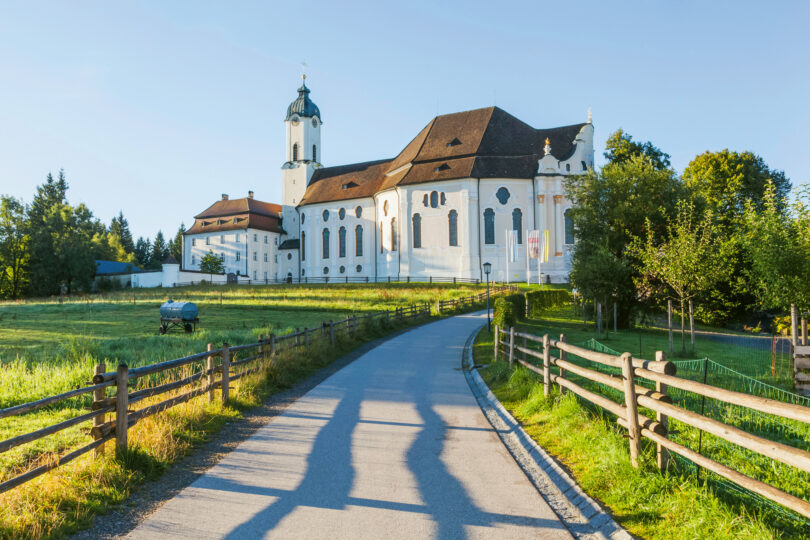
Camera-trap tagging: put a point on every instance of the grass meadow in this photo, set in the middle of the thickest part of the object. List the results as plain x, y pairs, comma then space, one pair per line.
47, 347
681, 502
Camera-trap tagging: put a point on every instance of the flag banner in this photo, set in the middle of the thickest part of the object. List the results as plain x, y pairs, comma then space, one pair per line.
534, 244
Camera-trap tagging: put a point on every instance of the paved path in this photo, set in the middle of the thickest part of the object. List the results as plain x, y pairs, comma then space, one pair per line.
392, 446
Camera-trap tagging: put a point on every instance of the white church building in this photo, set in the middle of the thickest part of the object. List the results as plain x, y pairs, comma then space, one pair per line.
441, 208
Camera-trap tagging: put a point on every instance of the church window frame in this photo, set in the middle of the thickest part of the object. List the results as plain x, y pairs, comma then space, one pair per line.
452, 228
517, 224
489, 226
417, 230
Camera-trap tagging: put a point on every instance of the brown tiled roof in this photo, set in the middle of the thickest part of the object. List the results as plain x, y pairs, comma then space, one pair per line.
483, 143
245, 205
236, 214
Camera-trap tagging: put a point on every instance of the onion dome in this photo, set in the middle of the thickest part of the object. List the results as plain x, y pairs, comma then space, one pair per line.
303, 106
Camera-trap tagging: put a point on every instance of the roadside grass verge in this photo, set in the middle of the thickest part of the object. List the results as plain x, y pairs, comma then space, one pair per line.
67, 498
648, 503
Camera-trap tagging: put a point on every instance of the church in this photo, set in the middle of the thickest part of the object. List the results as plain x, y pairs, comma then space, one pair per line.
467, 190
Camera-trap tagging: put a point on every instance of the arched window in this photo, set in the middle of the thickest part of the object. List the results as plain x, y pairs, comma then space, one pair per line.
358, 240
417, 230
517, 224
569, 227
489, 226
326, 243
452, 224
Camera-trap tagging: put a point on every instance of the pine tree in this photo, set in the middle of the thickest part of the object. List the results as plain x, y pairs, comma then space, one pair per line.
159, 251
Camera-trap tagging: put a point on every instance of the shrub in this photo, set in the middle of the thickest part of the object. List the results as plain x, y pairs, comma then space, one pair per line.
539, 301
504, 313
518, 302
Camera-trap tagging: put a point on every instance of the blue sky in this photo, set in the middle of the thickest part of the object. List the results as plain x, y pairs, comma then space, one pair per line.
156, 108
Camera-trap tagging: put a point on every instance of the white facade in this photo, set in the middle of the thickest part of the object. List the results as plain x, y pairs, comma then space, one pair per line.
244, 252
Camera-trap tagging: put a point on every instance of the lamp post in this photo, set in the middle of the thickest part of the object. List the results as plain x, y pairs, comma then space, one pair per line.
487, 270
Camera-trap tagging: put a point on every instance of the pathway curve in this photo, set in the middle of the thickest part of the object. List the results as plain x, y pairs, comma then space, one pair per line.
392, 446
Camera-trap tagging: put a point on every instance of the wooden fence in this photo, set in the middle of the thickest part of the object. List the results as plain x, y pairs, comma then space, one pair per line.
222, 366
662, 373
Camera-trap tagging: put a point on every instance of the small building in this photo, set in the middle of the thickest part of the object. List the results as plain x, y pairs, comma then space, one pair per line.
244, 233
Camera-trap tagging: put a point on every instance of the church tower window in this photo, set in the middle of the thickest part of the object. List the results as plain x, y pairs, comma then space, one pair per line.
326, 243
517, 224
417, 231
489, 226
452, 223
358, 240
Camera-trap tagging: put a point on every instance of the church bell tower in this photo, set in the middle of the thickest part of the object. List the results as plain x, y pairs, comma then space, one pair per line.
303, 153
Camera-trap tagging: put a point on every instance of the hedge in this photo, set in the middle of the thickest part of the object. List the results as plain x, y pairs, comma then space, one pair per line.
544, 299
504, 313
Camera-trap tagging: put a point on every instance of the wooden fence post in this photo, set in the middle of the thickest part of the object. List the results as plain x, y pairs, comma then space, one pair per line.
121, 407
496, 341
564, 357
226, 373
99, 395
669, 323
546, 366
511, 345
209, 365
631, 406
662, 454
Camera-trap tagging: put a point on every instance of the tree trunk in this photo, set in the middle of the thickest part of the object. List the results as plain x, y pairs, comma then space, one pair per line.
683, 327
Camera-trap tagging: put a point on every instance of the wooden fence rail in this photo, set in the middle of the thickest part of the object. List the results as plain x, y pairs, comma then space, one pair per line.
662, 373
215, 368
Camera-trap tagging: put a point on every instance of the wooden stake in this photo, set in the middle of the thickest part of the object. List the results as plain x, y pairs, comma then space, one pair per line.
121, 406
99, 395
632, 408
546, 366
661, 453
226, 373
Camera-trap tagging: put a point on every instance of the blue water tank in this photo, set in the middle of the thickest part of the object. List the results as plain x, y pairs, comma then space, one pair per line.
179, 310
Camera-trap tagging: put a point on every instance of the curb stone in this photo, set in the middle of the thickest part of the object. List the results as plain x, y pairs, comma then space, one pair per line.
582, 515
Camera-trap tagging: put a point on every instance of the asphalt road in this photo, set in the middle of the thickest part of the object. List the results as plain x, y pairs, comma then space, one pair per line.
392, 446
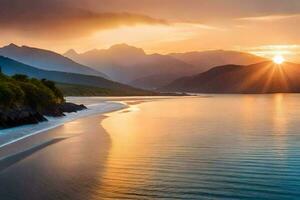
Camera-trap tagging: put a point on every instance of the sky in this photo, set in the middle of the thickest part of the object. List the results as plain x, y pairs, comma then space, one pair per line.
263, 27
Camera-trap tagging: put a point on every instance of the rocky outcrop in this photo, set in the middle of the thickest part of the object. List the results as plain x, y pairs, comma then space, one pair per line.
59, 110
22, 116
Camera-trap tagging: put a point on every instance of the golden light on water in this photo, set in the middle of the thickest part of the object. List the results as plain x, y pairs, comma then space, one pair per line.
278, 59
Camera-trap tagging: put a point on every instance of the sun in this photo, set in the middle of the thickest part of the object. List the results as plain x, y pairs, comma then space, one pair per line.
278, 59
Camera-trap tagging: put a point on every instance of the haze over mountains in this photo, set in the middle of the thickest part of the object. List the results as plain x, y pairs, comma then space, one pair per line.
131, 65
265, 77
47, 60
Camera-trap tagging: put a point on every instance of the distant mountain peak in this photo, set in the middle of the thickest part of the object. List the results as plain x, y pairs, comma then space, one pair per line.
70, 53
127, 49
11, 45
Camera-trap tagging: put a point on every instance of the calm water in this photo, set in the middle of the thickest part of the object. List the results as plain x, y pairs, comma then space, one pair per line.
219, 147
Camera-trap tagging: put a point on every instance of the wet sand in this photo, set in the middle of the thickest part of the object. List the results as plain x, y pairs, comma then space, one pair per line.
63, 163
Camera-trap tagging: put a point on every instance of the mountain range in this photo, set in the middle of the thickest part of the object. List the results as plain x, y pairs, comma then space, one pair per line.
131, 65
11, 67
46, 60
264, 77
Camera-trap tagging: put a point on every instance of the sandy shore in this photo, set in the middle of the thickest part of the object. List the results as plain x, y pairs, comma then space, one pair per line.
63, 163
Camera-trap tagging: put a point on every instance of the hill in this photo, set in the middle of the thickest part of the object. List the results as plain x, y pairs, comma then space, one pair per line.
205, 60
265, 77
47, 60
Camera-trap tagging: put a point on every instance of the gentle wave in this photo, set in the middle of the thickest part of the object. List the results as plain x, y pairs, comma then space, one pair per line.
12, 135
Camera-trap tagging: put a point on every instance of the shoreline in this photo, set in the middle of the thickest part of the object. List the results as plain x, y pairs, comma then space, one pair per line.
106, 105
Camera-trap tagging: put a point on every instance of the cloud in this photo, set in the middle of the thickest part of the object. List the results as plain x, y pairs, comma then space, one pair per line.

## Goal of the exercise:
Put each line of the items above into a numbered list, skipping any blank lines. Leave the pictures out of your answer.

## Answer to the problem:
1. Camera-trap tagging: put a point on every instance of the grass meadow in this photo, set in the middle of the thickest part of the object. List the results as plain x, y pairs, comma then space, one pair per line.
2. 47, 347
3. 681, 502
4. Camera-trap tagging: put a point on every instance of the flag banner in this photo, set in the middle of the thickest part of the object. List the results as plain x, y pairs, comma then space, one pair per line.
5. 534, 244
6. Camera-trap tagging: put a point on every instance of the paved path in this photo, set in the middle of the thickest part of the object. List the results as plain x, y pairs, comma then space, one pair per line.
7. 392, 446
8. Camera-trap tagging: put a point on every instance of the white church building in this photo, set in the middle of the thickest part of the object. List the results as plain x, y pairs, comma then space, one pair per line.
9. 441, 208
10. Camera-trap tagging: put a point on every instance of the church window frame in this photo, set in the middle of the thickest part of the object. List the results as plain x, y pairs, comma then space, one pair per line.
11. 452, 228
12. 517, 224
13. 489, 226
14. 417, 230
15. Camera-trap tagging: put a point on every instance of the brown tiled roof in this photo, set in the middle of the thickest part of the object. List the results as plain x, y pairs, comma then space, one pair per line.
16. 483, 143
17. 245, 205
18. 236, 214
19. Camera-trap tagging: put a point on every instance of the onion dome in this photo, set in the middle of the thickest part of the object. List the results as plain x, y pairs, comma then space, one pair per line.
20. 303, 106
21. Camera-trap tagging: put a point on every instance of the roadside grass verge in this photo, set in the middle of the thickest part of the object. List the results as plain x, y pairs, comma then space, one pair per line.
22. 67, 498
23. 648, 503
24. Camera-trap tagging: put a point on every instance of the church in this photo, set in the middle of the thickest part of the object. List the results as plain x, y pairs, comma then space, one pair per line.
25. 467, 190
26. Camera-trap tagging: put a point on every instance of the arched window in this photo, set in the middle of the thickest part of the object. List the results as plain x, y pairs, comma then space, one pair per line.
27. 358, 240
28. 417, 230
29. 517, 224
30. 569, 227
31. 489, 226
32. 326, 243
33. 452, 224
34. Camera-trap tagging: put a point on every instance of the pine tree in this photo, set in the middle of the thickest part of the object. List the results as plain x, y pairs, comma then space, one pair per line.
35. 159, 251
36. Camera-trap tagging: put a point on every instance of the shrub in this photo, set in the middle of the thickest part of the object. List the results as plain x, y pairs, comma then space, one pair per line.
37. 539, 301
38. 504, 313
39. 518, 302
40. Camera-trap tagging: put a point on every instance of the blue sky in this photo, set in the middle of the thickest part of the object. List the results as plain x, y pairs, comma then space, one pair per line.
41. 156, 108
42. Camera-trap tagging: put a point on every instance of the white facade in this photo, set in the middle of the thickest part of the object. List the results as plain x, y pairs, comma then space, one pair per line.
43. 244, 252
44. Camera-trap tagging: put a point on every instance of the lamp post in this photo, set in the middle of the thickest part of the object. List the results as plain x, y pairs, comma then space, one pair per line.
45. 487, 270
46. Camera-trap tagging: put a point on every instance of the pathway curve in this photo, set in the middle of the thickest part of the object. List the results as plain x, y pairs, comma then space, one pair per line.
47. 392, 446
48. Camera-trap tagging: put a point on every instance of the wooden fence in this photo, set in the middle of the thickest part of the object. List the results as plain x, y pairs, comma then space, one pair per line.
49. 222, 366
50. 662, 373
51. Camera-trap tagging: put a point on every instance of the small building in this photo, set in the middle of the thickest part of the object. List the results as plain x, y pairs, comma then space, one pair per line.
52. 244, 233
53. Camera-trap tagging: put a point on every instance of the church tower window in this photo, set in the middle of the thickest part of the object. List the results as plain x, y pairs, comma then space, one pair per line.
54. 326, 243
55. 517, 224
56. 417, 231
57. 489, 226
58. 452, 223
59. 358, 240
60. Camera-trap tagging: put a point on every instance of the church bell tower in this photo, set in the middle of the thickest part of the object. List the results as plain x, y pairs, comma then space, one pair per line.
61. 303, 153
62. Camera-trap tagging: put a point on every instance of the hedge in this photo, set in the middle of the thickest part of the object. List the results as plain x, y pairs, comma then space, one pair per line.
63. 544, 299
64. 504, 313
65. Camera-trap tagging: put a point on every instance of the wooden fence post in this photo, set in the middle of the thickest part of the object. List the results as plain x, y pairs, comma then space, one pair per line.
66. 121, 407
67. 496, 341
68. 564, 357
69. 226, 373
70. 99, 395
71. 669, 323
72. 546, 366
73. 511, 345
74. 209, 365
75. 631, 406
76. 662, 454
77. Camera-trap tagging: put a point on every instance of the tree trunk in this photo, set in the middle of the thickest part of the object. List the results as plain x, y pairs, comma then space, one pair per line.
78. 683, 327
79. Camera-trap tagging: put a point on every instance of the wooden fence rail in this photo, set in the middle of the thickest part of the object. List the results as plain x, y pairs, comma then space, one pair per line.
80. 662, 373
81. 215, 368
82. Camera-trap tagging: put a point on every instance of the wooden stake in this photo, set in the middle of the thickest part of the object. List the results as plain x, y pairs, comma then space, one pair per line.
83. 121, 406
84. 99, 395
85. 632, 408
86. 546, 366
87. 661, 453
88. 226, 373
89. Camera-trap tagging: put a point on every instance of the blue water tank in this photo, set in the middle of the thickest part of the object. List the results as plain x, y pairs, comma then space, one pair per line.
90. 179, 310
91. Camera-trap tagging: put a point on every instance of the curb stone in this photo, set in the middle of the thickest part of the object. List the results as plain x, y pairs, comma then space, one pair per line.
92. 582, 515
93. Camera-trap tagging: put a point on every instance of the asphalt road in this photo, set in the middle of the thickest part of the object. List the results as plain x, y pairs, comma then space, one pair per line.
94. 392, 446
95. Camera-trap tagging: put a point on every instance of the sky in this photo, set in the middle of the thickest part of the object. List the results as plain x, y pairs, comma then space, one pair per line.
96. 263, 27
97. Camera-trap tagging: put a point on every instance of the rocky outcrop in this photo, set in the middle of the thickest part of the object. List the results as plain x, y pairs, comma then space, one pair per line.
98. 59, 110
99. 22, 116
100. Camera-trap tagging: put a point on every instance of the golden light on water in this photo, set in the middle of the thickest part of the object. List the results as plain x, y pairs, comma then space, one pair per line.
101. 278, 59
102. Camera-trap tagging: put a point on every instance of the sun in this photo, set in the middle of the thickest part of the object. List the results as plain x, y pairs, comma then space, one pair per line.
103. 278, 59
104. Camera-trap tagging: put a point on every instance of the haze over mountains in this photo, set in the middle of the thickest part of the object. List the results as plain x, y pairs, comma then space, one pair per line.
105. 131, 65
106. 265, 77
107. 47, 60
108. Camera-trap tagging: put a point on every instance of the distant mountain peak in this photo, set in the middle of the thickest part of the object. List the results as plain x, y pairs, comma then space, one pair per line.
109. 70, 53
110. 127, 49
111. 11, 45
112. Camera-trap tagging: put a point on every instance of the calm water in this photo, set in the middle of the thickest part of the object. List the results as plain x, y pairs, comma then space, one pair per line.
113. 219, 147
114. Camera-trap tagging: put a point on every instance of the wet sand in this photo, set in the middle of the thickest part of the object. List the results as plain x, y pairs, comma then space, one pair per line.
115. 63, 163
116. Camera-trap tagging: put a point on every instance of the mountain range in this photo, set in the middle of the thickest part of the object. List the results as plain x, y pairs, comma then space, one pair per line.
117. 131, 65
118. 11, 67
119. 46, 60
120. 264, 77
121. Camera-trap tagging: put a point on every instance of the sandy shore in this photo, set in the middle of the thickest part of the object. List the results as plain x, y pairs, comma then space, one pair per line.
122. 63, 163
123. Camera-trap tagging: put a point on every instance of the hill in this photo, set in the middle of the thickest part of the object. List the results as plain x, y pairs, comma then space, one pair per line.
124. 205, 60
125. 265, 77
126. 47, 60
127. Camera-trap tagging: put a point on every instance of the gentle wave in this photo, set in the middle of the thickest part of the object. List the results as plain x, y pairs, comma then space, one pair per line.
128. 12, 135
129. Camera-trap tagging: put a point on every instance of the shoreline in this photo, set in the middle of the thickest part of the object. List the results as plain x, y pairs, comma then space, one pair per line.
130. 106, 105
131. Camera-trap tagging: put a point on every instance of the cloud in this photo, set in the middle of the thickest part of the object. List the results as plain x, y pairs, comma then space, one pair per line.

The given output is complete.